▶ [Do this] Extract each line in the rows below that contains the string "Target".

Data lines:

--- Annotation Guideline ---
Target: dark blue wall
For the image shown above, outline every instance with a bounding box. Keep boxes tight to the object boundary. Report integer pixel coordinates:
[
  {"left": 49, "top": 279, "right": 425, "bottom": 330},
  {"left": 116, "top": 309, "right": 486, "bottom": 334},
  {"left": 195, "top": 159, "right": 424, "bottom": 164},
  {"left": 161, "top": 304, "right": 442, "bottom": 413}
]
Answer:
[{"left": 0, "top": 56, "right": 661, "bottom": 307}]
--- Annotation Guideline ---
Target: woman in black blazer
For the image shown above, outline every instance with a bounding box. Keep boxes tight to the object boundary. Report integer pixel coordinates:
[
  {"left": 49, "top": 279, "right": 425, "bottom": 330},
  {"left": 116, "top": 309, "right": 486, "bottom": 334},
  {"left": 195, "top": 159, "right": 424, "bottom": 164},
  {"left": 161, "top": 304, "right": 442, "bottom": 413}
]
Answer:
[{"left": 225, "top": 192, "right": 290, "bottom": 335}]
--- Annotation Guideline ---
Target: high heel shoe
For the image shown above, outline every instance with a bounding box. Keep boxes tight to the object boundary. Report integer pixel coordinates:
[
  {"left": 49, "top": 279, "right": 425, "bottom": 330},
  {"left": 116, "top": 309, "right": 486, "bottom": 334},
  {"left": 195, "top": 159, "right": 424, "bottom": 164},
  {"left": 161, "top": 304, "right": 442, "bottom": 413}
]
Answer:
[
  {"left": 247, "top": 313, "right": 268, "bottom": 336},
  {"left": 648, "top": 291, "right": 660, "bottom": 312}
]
---
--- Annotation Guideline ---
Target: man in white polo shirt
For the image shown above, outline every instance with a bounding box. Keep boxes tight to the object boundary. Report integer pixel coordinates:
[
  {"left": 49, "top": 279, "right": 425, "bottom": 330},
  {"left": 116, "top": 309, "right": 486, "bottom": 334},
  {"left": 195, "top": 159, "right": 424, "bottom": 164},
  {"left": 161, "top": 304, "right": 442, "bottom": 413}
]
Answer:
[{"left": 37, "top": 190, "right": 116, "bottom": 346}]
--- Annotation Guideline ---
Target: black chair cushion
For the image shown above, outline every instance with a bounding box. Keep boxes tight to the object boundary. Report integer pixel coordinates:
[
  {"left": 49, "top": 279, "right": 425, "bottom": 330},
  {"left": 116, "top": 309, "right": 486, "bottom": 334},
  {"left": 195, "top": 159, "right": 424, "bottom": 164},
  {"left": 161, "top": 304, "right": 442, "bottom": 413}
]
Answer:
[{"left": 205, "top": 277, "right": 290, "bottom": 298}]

▶ [Exercise response]
Target: dark blue wall
Target: woman in black blazer
Target: high heel shoe
Target: man in white polo shirt
Target: black chair cushion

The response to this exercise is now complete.